— TASK DETAILS —
Start at the line below containing "point(599, 875)" and stop at the line containing "For this challenge, identify the oil". Repeat every line of that stretch exactly, and nothing outside it.

Extracted data entries
----
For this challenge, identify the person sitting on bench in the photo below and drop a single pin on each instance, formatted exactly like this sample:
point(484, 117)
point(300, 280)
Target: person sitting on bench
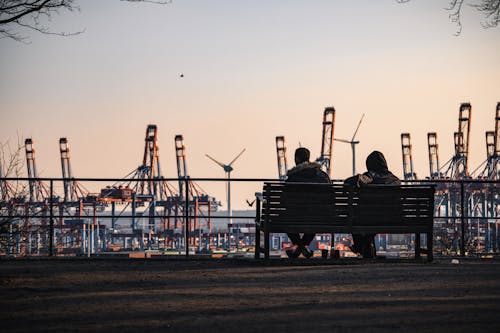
point(304, 172)
point(378, 173)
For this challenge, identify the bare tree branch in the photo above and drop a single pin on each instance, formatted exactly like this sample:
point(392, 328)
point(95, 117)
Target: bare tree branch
point(490, 9)
point(36, 15)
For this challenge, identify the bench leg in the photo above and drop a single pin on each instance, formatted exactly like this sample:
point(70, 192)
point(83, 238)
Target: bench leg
point(266, 244)
point(332, 246)
point(417, 245)
point(257, 242)
point(430, 250)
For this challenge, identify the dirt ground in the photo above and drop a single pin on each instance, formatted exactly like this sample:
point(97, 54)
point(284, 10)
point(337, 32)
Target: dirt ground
point(227, 295)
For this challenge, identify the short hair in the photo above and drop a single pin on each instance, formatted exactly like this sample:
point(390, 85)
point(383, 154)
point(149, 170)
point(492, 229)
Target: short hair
point(302, 155)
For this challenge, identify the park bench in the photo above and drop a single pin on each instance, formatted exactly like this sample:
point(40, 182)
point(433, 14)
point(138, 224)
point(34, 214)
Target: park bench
point(335, 208)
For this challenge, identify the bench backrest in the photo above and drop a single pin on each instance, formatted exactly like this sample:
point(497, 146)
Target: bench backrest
point(378, 205)
point(327, 204)
point(301, 203)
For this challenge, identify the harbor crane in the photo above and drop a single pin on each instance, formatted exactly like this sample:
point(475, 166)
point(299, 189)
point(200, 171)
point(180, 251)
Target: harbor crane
point(325, 158)
point(408, 172)
point(458, 165)
point(433, 147)
point(281, 156)
point(38, 191)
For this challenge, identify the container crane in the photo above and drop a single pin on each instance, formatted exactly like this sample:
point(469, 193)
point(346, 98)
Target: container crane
point(38, 192)
point(327, 140)
point(181, 163)
point(281, 156)
point(492, 169)
point(458, 166)
point(433, 146)
point(408, 172)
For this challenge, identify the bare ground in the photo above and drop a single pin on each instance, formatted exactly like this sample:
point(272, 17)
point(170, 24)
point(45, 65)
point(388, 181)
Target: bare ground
point(132, 295)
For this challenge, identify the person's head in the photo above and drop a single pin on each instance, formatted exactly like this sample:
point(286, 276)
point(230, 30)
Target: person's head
point(302, 155)
point(376, 162)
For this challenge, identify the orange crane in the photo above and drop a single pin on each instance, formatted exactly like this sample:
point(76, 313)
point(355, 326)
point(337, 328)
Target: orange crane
point(325, 158)
point(281, 156)
point(408, 172)
point(433, 146)
point(458, 165)
point(38, 191)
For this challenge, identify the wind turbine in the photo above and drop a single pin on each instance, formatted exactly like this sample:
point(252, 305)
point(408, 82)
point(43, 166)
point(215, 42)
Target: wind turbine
point(228, 168)
point(353, 144)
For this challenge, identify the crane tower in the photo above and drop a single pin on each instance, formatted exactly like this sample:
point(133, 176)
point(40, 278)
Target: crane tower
point(281, 155)
point(180, 154)
point(150, 168)
point(433, 155)
point(408, 172)
point(458, 168)
point(36, 188)
point(327, 139)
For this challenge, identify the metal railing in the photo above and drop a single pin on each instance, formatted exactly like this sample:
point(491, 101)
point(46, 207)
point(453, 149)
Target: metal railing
point(457, 196)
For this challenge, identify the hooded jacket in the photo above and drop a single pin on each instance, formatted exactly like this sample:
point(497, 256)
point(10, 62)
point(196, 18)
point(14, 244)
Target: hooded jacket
point(378, 173)
point(307, 172)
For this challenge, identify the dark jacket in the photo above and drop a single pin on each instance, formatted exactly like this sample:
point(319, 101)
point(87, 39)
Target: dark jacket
point(377, 173)
point(307, 172)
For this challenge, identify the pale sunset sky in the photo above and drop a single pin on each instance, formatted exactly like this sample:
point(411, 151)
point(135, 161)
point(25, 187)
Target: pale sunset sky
point(252, 70)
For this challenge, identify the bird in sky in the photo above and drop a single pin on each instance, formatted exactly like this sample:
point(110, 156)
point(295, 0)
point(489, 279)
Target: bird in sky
point(250, 203)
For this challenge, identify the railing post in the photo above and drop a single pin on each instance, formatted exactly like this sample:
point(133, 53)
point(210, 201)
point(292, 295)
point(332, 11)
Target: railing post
point(462, 217)
point(51, 223)
point(186, 216)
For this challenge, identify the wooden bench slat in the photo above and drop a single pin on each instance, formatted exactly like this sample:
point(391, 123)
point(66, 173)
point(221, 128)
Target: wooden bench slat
point(323, 208)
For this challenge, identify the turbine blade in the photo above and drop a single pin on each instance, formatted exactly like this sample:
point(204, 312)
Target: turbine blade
point(213, 159)
point(237, 157)
point(357, 128)
point(342, 140)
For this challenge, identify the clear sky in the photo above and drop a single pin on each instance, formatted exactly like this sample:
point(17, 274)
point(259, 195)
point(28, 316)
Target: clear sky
point(252, 70)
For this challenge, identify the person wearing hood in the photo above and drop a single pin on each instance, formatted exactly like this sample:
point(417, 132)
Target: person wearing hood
point(378, 173)
point(304, 172)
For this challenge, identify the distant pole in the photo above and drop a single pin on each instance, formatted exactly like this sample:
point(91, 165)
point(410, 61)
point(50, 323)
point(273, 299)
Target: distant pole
point(186, 214)
point(353, 146)
point(51, 228)
point(230, 225)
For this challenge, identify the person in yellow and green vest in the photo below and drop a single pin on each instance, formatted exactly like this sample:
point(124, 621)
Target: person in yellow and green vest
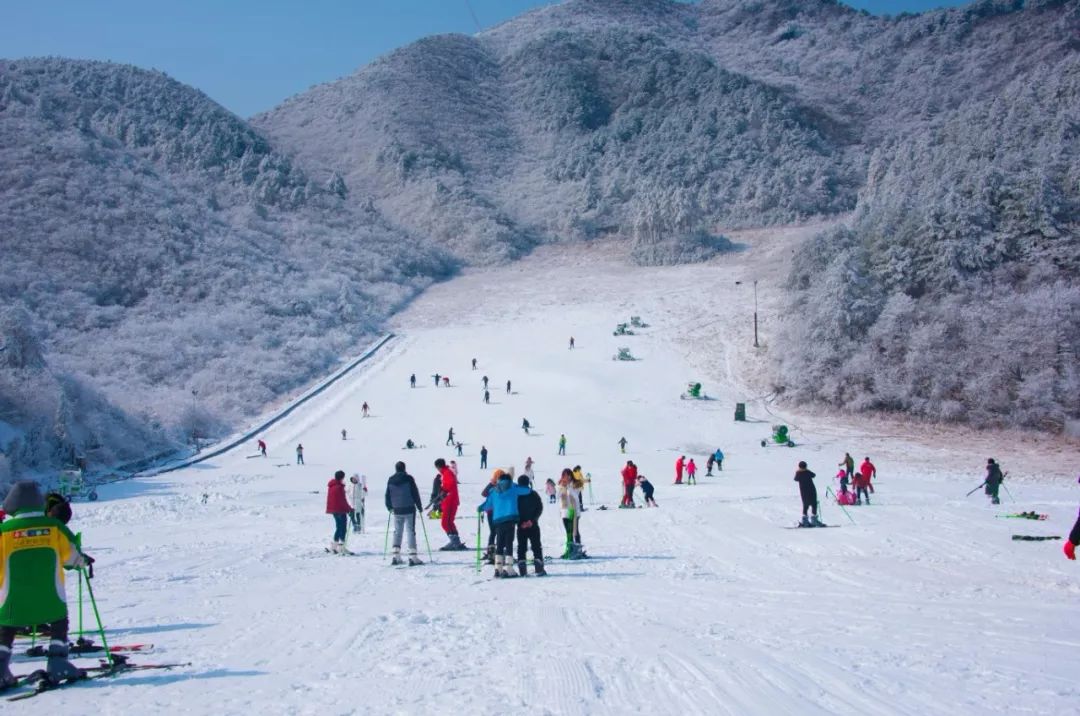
point(35, 550)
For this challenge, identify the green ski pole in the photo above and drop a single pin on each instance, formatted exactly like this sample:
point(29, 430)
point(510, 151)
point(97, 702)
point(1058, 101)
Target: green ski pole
point(480, 529)
point(424, 526)
point(97, 616)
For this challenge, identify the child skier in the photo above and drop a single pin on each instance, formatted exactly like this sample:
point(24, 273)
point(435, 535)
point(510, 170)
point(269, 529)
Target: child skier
point(403, 500)
point(36, 549)
point(809, 495)
point(502, 502)
point(337, 507)
point(647, 489)
point(529, 509)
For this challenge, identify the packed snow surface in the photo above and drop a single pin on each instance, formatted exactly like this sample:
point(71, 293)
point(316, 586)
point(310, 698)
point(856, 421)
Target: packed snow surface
point(707, 604)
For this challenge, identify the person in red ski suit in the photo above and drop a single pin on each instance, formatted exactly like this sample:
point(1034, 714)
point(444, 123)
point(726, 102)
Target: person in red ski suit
point(629, 480)
point(449, 507)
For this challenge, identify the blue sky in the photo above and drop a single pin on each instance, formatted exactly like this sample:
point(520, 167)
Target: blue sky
point(252, 54)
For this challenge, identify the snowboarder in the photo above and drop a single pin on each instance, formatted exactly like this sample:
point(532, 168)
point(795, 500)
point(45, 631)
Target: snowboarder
point(403, 500)
point(848, 463)
point(529, 509)
point(863, 485)
point(449, 505)
point(337, 507)
point(36, 549)
point(629, 477)
point(359, 498)
point(647, 489)
point(994, 480)
point(809, 495)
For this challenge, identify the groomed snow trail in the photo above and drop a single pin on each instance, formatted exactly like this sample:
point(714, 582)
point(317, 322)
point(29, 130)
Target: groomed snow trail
point(704, 605)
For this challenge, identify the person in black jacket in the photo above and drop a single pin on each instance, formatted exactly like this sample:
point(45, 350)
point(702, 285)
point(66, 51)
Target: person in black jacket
point(403, 500)
point(529, 509)
point(809, 495)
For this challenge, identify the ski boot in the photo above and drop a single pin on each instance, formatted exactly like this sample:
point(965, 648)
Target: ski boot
point(7, 678)
point(58, 669)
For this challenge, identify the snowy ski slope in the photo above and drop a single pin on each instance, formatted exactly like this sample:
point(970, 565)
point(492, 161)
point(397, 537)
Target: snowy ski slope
point(706, 605)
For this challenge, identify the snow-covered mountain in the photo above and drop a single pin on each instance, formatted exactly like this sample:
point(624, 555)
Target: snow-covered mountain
point(162, 251)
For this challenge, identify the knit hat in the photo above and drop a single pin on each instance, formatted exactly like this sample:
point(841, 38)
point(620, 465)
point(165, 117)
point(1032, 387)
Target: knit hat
point(25, 496)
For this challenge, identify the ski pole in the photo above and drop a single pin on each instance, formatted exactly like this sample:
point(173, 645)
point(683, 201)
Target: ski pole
point(480, 532)
point(828, 490)
point(386, 542)
point(424, 526)
point(97, 616)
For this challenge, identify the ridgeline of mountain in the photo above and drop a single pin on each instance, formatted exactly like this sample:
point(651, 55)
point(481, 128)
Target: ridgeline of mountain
point(170, 260)
point(953, 134)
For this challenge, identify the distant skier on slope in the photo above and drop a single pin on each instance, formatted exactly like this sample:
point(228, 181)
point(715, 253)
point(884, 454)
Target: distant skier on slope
point(809, 495)
point(403, 500)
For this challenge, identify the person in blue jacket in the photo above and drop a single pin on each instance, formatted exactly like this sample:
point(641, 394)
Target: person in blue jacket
point(502, 502)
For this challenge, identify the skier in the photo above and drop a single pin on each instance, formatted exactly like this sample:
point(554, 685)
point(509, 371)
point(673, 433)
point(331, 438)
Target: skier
point(529, 509)
point(338, 507)
point(647, 489)
point(809, 495)
point(629, 477)
point(37, 549)
point(866, 471)
point(449, 507)
point(403, 500)
point(502, 502)
point(848, 463)
point(359, 498)
point(994, 478)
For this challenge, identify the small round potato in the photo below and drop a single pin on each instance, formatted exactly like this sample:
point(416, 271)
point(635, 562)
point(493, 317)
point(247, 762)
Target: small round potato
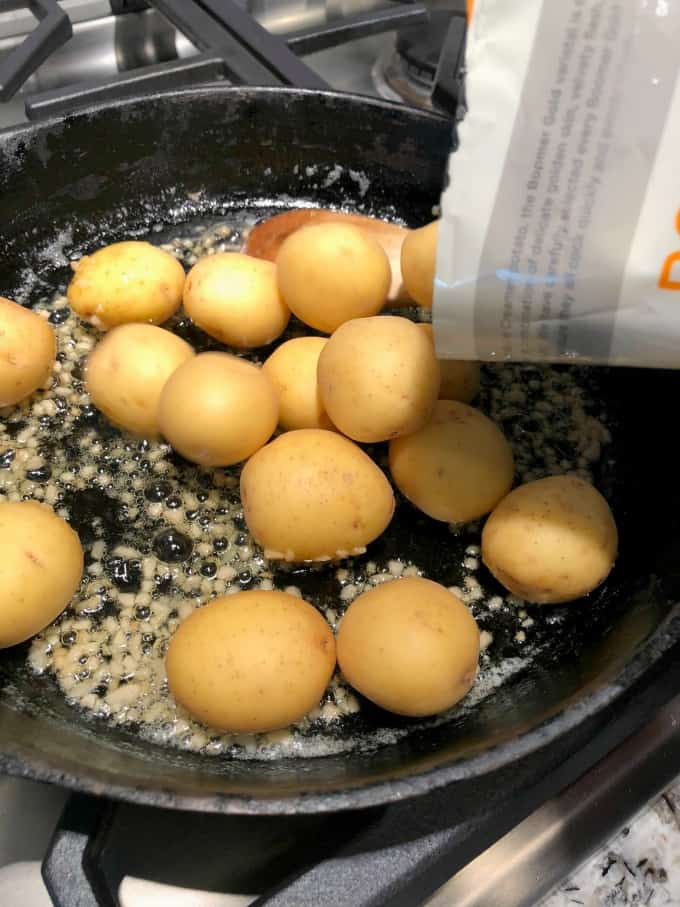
point(27, 350)
point(312, 495)
point(419, 262)
point(292, 370)
point(460, 379)
point(251, 662)
point(124, 282)
point(235, 299)
point(378, 378)
point(41, 565)
point(217, 409)
point(410, 646)
point(455, 469)
point(551, 541)
point(331, 272)
point(127, 371)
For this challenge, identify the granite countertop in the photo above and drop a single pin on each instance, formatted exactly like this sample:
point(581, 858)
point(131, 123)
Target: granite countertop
point(640, 866)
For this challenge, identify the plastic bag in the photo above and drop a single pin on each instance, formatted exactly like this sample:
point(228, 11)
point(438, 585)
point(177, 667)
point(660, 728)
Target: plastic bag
point(560, 230)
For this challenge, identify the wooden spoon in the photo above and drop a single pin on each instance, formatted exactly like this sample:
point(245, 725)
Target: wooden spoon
point(265, 239)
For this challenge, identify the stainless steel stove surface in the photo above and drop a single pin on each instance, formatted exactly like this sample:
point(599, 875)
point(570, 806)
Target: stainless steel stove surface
point(482, 847)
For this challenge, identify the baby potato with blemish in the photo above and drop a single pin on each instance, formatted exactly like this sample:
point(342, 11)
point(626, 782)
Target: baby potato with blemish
point(126, 282)
point(551, 541)
point(27, 351)
point(251, 662)
point(410, 646)
point(41, 565)
point(312, 495)
point(456, 468)
point(378, 378)
point(127, 371)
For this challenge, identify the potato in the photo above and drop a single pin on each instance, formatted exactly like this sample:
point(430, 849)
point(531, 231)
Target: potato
point(419, 262)
point(235, 299)
point(312, 495)
point(127, 371)
point(41, 565)
point(217, 409)
point(331, 272)
point(551, 541)
point(455, 469)
point(124, 282)
point(292, 370)
point(251, 662)
point(459, 378)
point(410, 646)
point(27, 350)
point(378, 378)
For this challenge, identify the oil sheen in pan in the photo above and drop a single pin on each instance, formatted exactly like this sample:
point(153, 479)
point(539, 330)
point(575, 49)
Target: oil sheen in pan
point(163, 536)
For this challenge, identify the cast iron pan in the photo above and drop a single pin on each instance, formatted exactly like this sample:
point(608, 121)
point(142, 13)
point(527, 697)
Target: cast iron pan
point(109, 173)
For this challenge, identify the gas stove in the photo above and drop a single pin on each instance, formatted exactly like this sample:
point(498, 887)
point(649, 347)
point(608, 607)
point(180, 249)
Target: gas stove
point(501, 843)
point(55, 57)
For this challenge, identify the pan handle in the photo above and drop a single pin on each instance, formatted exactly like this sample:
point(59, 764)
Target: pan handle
point(54, 29)
point(65, 867)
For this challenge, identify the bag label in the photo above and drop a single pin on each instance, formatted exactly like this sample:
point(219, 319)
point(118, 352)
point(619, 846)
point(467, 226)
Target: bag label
point(585, 158)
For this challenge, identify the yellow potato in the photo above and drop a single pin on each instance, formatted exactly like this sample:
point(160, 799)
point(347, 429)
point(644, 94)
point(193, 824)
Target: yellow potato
point(292, 370)
point(127, 371)
point(312, 495)
point(124, 282)
point(460, 379)
point(41, 565)
point(251, 662)
point(410, 646)
point(331, 272)
point(234, 298)
point(455, 469)
point(27, 350)
point(419, 262)
point(217, 409)
point(551, 541)
point(378, 378)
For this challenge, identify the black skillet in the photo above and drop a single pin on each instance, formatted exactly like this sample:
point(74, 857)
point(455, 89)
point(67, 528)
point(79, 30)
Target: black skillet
point(109, 173)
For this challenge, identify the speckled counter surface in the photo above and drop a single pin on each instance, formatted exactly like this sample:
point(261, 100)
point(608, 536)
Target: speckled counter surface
point(641, 866)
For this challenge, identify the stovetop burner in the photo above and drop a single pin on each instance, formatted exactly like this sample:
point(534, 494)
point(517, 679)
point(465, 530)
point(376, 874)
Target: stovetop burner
point(423, 60)
point(407, 71)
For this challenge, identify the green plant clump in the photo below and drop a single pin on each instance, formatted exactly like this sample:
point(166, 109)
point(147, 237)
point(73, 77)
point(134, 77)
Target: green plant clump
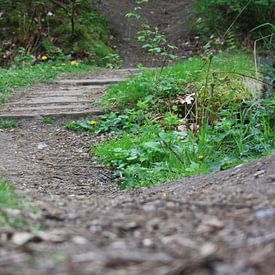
----
— EXERCISE OUTPUT —
point(599, 875)
point(570, 806)
Target: stainless steel stove surface
point(482, 847)
For this challenge, identify the baby potato with blemish in the photo above and drop a single pin on each instance, formatted exactly like this sample:
point(342, 11)
point(626, 782)
Target: baby potato with blemish
point(126, 282)
point(551, 541)
point(27, 351)
point(251, 662)
point(410, 646)
point(41, 565)
point(312, 495)
point(456, 468)
point(378, 378)
point(127, 371)
For this challenge, identify the potato in the photo above and drop a single pin on each instance, formatted exactly like this sample:
point(430, 849)
point(531, 231)
Target: potato
point(419, 262)
point(235, 299)
point(312, 495)
point(127, 371)
point(41, 565)
point(217, 409)
point(331, 272)
point(551, 541)
point(455, 469)
point(124, 282)
point(292, 370)
point(251, 662)
point(459, 378)
point(410, 646)
point(27, 350)
point(378, 378)
For this challenge, identify the oil sheen in pan in the photo above and drop a single pin on each instance, formatted exactly like this sample:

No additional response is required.